→ **The problem**
Which lines in the records below contain the word "water"? Copy each of them in full.
###
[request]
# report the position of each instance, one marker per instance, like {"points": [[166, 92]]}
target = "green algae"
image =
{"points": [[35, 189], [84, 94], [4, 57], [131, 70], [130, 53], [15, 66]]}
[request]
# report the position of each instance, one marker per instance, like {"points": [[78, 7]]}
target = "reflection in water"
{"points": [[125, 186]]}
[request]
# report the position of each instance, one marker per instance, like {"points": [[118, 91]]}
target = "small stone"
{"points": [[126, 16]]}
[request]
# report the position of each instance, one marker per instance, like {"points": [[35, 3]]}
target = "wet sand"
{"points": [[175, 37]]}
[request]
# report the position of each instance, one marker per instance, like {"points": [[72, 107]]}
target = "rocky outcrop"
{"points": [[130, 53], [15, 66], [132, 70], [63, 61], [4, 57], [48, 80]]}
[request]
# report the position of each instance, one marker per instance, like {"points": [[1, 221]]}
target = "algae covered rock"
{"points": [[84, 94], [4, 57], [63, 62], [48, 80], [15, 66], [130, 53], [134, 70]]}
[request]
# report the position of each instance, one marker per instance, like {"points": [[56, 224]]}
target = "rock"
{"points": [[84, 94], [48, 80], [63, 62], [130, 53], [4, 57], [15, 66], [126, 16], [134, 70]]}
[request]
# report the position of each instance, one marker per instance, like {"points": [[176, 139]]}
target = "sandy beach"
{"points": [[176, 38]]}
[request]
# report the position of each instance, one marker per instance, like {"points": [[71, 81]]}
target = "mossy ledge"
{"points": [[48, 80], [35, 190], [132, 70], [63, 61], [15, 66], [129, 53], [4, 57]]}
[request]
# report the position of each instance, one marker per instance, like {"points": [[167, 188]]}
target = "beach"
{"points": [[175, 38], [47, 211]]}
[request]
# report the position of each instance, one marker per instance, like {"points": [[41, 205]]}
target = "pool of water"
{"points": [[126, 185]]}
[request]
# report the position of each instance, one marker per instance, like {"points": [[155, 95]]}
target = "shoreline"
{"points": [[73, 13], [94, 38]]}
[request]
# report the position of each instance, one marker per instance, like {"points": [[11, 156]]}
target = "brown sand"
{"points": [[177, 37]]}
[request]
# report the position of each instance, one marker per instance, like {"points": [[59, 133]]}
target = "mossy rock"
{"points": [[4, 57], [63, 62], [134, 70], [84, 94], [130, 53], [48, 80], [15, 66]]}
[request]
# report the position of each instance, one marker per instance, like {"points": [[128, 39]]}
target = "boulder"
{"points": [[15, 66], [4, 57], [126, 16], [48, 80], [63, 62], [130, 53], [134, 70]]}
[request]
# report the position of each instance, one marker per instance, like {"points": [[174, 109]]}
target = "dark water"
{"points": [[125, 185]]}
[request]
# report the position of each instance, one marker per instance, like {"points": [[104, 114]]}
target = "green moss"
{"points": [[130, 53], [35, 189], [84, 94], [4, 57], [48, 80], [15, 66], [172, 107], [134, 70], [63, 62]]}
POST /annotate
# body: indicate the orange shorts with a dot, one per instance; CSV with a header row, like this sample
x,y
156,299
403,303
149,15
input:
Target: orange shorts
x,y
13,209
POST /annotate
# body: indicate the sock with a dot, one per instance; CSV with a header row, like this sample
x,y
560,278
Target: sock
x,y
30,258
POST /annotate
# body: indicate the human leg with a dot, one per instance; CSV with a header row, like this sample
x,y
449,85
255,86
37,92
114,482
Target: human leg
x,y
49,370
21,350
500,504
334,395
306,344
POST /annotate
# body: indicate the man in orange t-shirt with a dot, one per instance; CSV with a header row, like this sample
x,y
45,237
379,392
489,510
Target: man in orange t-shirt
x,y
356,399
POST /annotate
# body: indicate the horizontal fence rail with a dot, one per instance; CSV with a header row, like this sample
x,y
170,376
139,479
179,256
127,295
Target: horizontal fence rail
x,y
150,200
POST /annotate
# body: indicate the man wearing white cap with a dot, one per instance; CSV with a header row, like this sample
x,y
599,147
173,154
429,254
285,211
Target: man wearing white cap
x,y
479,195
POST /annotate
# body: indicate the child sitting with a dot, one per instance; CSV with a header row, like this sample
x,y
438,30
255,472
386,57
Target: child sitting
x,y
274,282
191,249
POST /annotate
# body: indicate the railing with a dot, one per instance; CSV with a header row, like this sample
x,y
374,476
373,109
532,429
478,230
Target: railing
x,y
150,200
###
→ **Exercise answer**
target = "reflection in water"
target = "pool of water"
target = "dark water"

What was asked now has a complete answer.